----- Dataset content -----

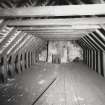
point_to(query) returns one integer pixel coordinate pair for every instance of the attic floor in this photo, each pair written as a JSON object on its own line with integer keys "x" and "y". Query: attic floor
{"x": 75, "y": 84}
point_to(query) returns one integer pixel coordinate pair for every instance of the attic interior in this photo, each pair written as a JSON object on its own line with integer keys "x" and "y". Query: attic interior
{"x": 52, "y": 52}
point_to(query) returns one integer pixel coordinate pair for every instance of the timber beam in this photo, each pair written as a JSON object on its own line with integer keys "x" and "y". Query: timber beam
{"x": 46, "y": 11}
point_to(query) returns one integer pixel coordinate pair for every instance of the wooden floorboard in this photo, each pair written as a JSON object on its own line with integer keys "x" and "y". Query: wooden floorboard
{"x": 75, "y": 84}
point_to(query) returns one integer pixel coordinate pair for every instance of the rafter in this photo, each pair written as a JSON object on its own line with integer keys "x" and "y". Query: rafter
{"x": 58, "y": 22}
{"x": 68, "y": 10}
{"x": 59, "y": 27}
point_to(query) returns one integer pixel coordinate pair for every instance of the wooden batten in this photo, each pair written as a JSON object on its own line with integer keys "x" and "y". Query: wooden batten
{"x": 42, "y": 11}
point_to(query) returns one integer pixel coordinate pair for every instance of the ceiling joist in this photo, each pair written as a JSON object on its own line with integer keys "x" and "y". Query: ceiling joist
{"x": 43, "y": 11}
{"x": 58, "y": 22}
{"x": 77, "y": 27}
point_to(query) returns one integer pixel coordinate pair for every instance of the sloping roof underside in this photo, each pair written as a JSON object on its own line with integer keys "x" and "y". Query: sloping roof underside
{"x": 27, "y": 22}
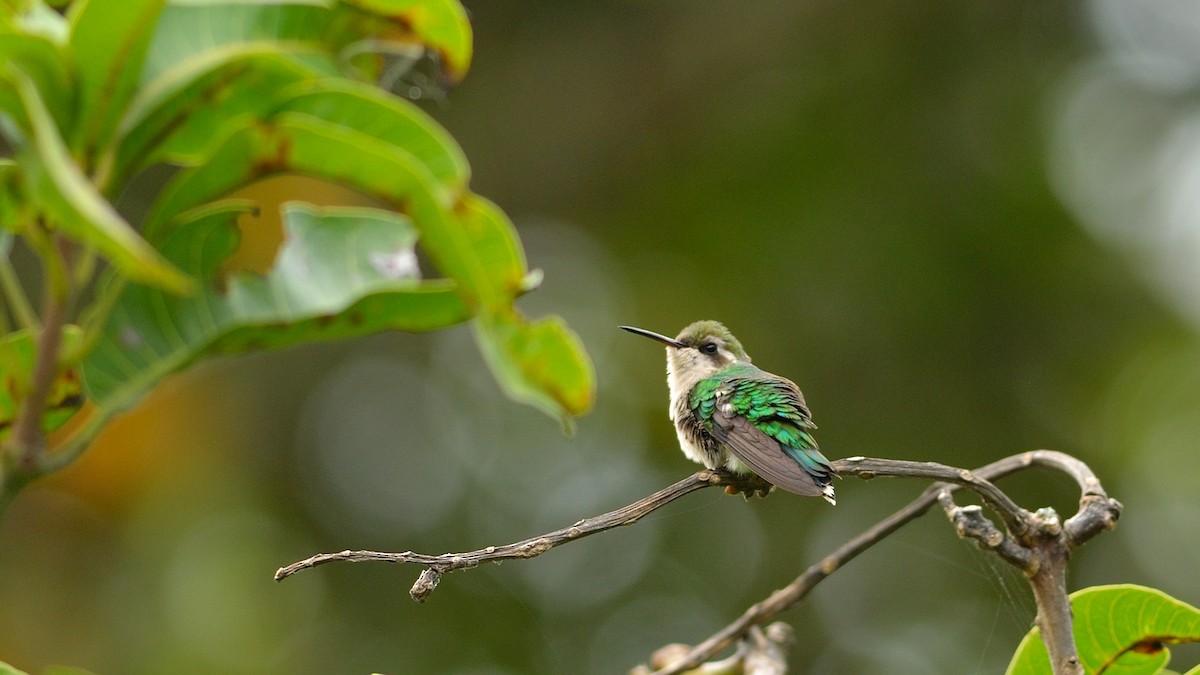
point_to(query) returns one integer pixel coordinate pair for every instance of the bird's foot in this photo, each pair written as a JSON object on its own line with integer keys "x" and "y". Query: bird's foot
{"x": 747, "y": 485}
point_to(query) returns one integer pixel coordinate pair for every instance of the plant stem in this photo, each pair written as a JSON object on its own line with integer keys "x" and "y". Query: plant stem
{"x": 22, "y": 310}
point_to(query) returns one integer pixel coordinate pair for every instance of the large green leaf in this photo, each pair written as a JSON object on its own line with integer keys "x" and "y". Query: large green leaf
{"x": 174, "y": 120}
{"x": 439, "y": 25}
{"x": 59, "y": 186}
{"x": 243, "y": 54}
{"x": 45, "y": 63}
{"x": 10, "y": 201}
{"x": 18, "y": 354}
{"x": 1120, "y": 629}
{"x": 341, "y": 273}
{"x": 303, "y": 143}
{"x": 108, "y": 41}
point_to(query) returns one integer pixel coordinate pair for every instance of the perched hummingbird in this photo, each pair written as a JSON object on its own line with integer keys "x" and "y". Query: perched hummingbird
{"x": 731, "y": 414}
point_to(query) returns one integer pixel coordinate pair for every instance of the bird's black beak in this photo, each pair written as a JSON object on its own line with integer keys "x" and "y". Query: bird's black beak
{"x": 653, "y": 335}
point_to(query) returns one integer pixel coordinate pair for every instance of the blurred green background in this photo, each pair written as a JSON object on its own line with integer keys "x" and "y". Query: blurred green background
{"x": 965, "y": 230}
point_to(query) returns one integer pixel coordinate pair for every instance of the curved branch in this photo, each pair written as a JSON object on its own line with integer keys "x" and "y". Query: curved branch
{"x": 533, "y": 547}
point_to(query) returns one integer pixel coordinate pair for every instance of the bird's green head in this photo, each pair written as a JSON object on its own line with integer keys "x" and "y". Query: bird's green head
{"x": 701, "y": 348}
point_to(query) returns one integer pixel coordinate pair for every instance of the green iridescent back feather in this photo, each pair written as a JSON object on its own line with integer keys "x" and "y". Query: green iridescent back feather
{"x": 769, "y": 404}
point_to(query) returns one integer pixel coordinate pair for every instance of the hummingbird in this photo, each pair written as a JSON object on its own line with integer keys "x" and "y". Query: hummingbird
{"x": 731, "y": 414}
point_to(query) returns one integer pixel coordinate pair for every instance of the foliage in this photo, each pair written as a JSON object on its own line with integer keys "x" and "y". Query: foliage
{"x": 1119, "y": 629}
{"x": 232, "y": 93}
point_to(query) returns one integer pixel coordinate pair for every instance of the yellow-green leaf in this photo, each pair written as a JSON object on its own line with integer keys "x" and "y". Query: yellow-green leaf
{"x": 1120, "y": 629}
{"x": 77, "y": 208}
{"x": 18, "y": 356}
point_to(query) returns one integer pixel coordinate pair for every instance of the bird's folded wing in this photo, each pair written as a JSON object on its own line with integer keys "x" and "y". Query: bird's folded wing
{"x": 763, "y": 454}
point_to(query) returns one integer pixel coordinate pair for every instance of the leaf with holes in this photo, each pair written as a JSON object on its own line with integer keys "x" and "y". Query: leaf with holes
{"x": 59, "y": 186}
{"x": 18, "y": 356}
{"x": 340, "y": 273}
{"x": 109, "y": 63}
{"x": 221, "y": 63}
{"x": 1121, "y": 629}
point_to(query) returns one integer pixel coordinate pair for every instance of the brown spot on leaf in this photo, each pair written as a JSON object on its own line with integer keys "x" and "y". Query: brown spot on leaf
{"x": 1150, "y": 645}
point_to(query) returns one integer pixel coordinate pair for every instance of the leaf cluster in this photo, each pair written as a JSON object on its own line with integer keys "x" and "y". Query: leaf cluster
{"x": 231, "y": 93}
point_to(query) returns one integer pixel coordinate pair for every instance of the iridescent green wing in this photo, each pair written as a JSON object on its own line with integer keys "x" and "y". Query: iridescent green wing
{"x": 763, "y": 420}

-----

▶ _Problem statement_: Locate "Query: bird's folded wing" in the material, then quote the line that contains it and all lines after it through the final one.

▶ _The result_:
point_to(query) returns one integer pixel coordinate pair for every instance of the bird's folded wing in this photo, each pair written as a JSON object on its own line with integer keys "x" and "y". Query: bird's folded wing
{"x": 763, "y": 454}
point_to(query) returns one integer pixel coordinate pair for every instance of the leaf with holes in this photo, each pair written as a JSON object on its own line with integer keys "x" and "y". Query: leaf with holes
{"x": 59, "y": 186}
{"x": 18, "y": 356}
{"x": 340, "y": 273}
{"x": 109, "y": 63}
{"x": 221, "y": 63}
{"x": 1121, "y": 629}
point_to(query) returns one integer pixel coordinate pair for every instance of the brown spot on leaf in this photo, each pair written as a JSON object on its own line with integer keys "x" and "y". Query: brown spot on leaf
{"x": 1150, "y": 645}
point_to(query) returns one integer pixel coordinate pair for every instance of the leaf cluster in this photo, each pair written as a JSON object on its own line with integer keys "x" and "y". Query: leaf cluster
{"x": 231, "y": 93}
point_to(query) returns one integer pixel coordinate pair for every instance of the iridescent green wing in this photo, each pair written as a JSON object on its own line with integer keys "x" and "y". Query: iridescent green wing
{"x": 763, "y": 420}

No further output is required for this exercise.